* _Tasks for this exercise_
[1] In the interview with Altar Boyz producer Paul Taylor-Mills, why does he compare staging a show to "juggling six balls in the air"? Answer in one to three sentences.
[2] Pick up the interview with Altar Boyz producer Paul Taylor-Mills right after its final sentence and keep it going.

* _Passage to read_
START
Interview – Altar Boyz producer Paul Taylor-Mills is hitting the heights

The cast of Altar Boyz

The cast of Altar Boyz at the Greenwich Theatre, the latest Off-Broadway show producer Paul Taylor-Mills has brought to the London Fringe. Picture: Claire Bilyard

PAUL TAYLOR-MILLS has an impressive list of directorial credits on his CV, but it is as a producer that he has been making his name during the last 18 months, introducing three Off-Broadway and Broadway shows – Bare – The Rock Musical, Into the Heights, and now Altar Boyz ­– to London Fringe audiences.

Altar Boyz, which has its official opening this week at the Greenwich Theatre, is a musical comedy (book by Kevin Del Aguila, music and lyrics by Gary Adler and Michael Patrick Walker) about a fictitious boy band on the last night of their Raise the Praise tour. The Boyz are five all-singing, all-dancing heartthrobs – Matthew, Mark, Luke, Juan and Abraham – trying to save the world one screaming fan at a time.

With each new production (Into the Heights at Southwark Playhouse was acclaimed by audiences and critics) Taylor-Mills has proved he has found a successful model to nurture these musicals on a smaller scale before perhaps taking them on to the next stage. Musical Theatre Review editor Lisa Martland caught up with him.

Is the UK premiere production of Altar Boyz what you hoped it would be?

Since I first heard the score for Altar Boyz, I have wanted to bring it over from New York – it’s such a great send-up, as if Forbidden Broadway meets One Direction. Now it’s arrived, the process has been going brilliantly, and the team is so wonderful, Steven Dexter has become my go-to director for brand new musicals.

When I watched the first run-through in rehearsal, I was so impressed by the stellar cast, they are the real deal. Just when I thought that the show couldn’t get more energetic, another production number would come along. All the focus is on the five ‘Boyz’ (except of course for the voice of God, played by Tony Blackburn!) and the cast members have said they have never done anything like it.

It took several years for you to negotiate the rights for Altar Boyz, the third UK premiere of a Broadway or Off-Broadway musical you have presented in the last 18 months. However, I imagine each experience is different.

The process of getting the rights for a show always varies. I had wanted to do Altar Boyz for three years, then finally a year and a half ago I got the go ahead – in principal – if I was able to get everything together at the right time in the right place. For In the Heights, the gap between securing the show and getting it staged was around four months.

The theatre always wants to know who the cast and creative team are, the US producers want to know who is in the cast and which theatre we’ve picked. It’s like juggling six balls in the air, trying not to drop any.
END
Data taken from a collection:
START
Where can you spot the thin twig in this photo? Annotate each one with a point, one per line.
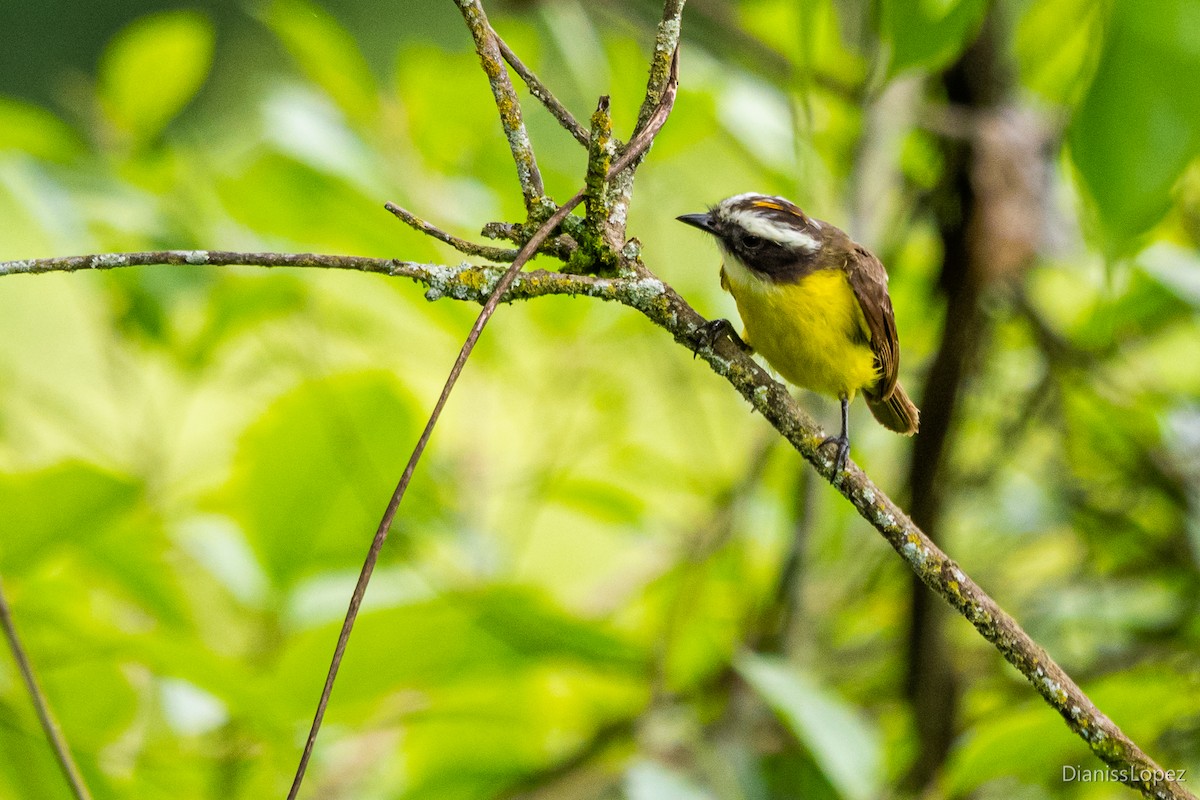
(539, 90)
(561, 247)
(507, 102)
(461, 245)
(664, 307)
(49, 726)
(485, 314)
(664, 80)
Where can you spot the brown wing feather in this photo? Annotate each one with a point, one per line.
(870, 284)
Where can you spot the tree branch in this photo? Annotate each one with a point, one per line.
(539, 90)
(49, 726)
(507, 102)
(664, 307)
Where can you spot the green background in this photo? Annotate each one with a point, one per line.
(582, 594)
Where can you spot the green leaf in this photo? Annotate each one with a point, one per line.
(928, 34)
(154, 67)
(51, 509)
(31, 128)
(1139, 124)
(845, 746)
(313, 474)
(649, 781)
(327, 54)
END
* _Per-task outputs_
[1] Each party wants details that depend on the others. The theatre wants to know the cast and creative team, and the US producers want to know who is in the cast and which theatre has been picked. All of it has to come together without any piece being dropped.

[2]
What attracts you to a project?

As I have become older, it’s become more about my taste and working with people who I like and respect such as directors Luke Sheppard [Into the Heights] and Lotte Wakeham [The Beautiful Game]. It’s important that collaborators share the same passion for a project and are willing to try something different, that they want to play with form, content and style.

The Fringe allows us to try some of these productions out, to tell stories in a different way, but without the pressure of a West End run. I felt strongly that a run on the London Fringe was the right journey for In the Heights. If the show had gone straight into the West End, it would never have found the audience it did. Instead, the audiences found the show instead of it being shoved down their throats. After the first preview there was such an incredible reaction on social media. Over the first weekend we sold out, I was scrabbling around trying to find a ticket for Andrew Lloyd Webber!

In the Heights

In the Heights was a massive hit at the Southwark Playhouse. Picture: Roy Tan

Do you think there is enough done to nurture homegrown musicals in the UK?

There are great people out there promoting new work and trying to give people a leg up, like Andy and Wendy Barnes at Perfect Pitch and Simon Greiff at SimG Productions, but I do think there is a snobbery towards new musicals that results in a fear of trying something new.

I had a producing role at Leicester Curve until June this year – I was really luck to be with them – and was there when the venue staged the brand new musical Water Babies. The piece may have had its flaws, but there was definitely a show there, and with the right nurturing attitude, it might have had a life. Instead people just folded their arms, stood back and really dug in deep against it. Who would touch it now?

If we’re not careful, the big cats will just take over with their film adaptations and new work will continue to suffer.

I know some of your future plans are under wraps, but what can you tell us? Will In the Heights be back?

Yes, the plan is to bring In the Heights back in 2015. I’m not sure where or when, but we have teamed up with a well-known commercial producer who will help us protect what it is special about the show, but also give more people a chance to see it.

We’re also in the fortunate position of discussing the future life of our production of A Beautiful Game and I have another tour of the musical Miracle On 34th Street beginning at Fairfield Halls, Croydon on 1 November.

Plus Luke [Sheppard], Drew [McOnie] and takis [the creative team from Into the Heights] and I know what our next project is likely to be, we just haven’t signed on the dotted line yet.

You’ve had a great deal of success as a director, but are you concentrating on producing for the moment?

I think the roles of director and producer are intrinsically linked, but I suppose I have taken my foot off the pedal directing-wise. I want to play to my strengths: putting the right people with the right projects at the right time (I am helped in this by my brilliant associate producer Kylie Vilcins – we have clocked up 22 productions together now). I also want to do my bit by working towards a fairer Fringe in relation to pay and conditions.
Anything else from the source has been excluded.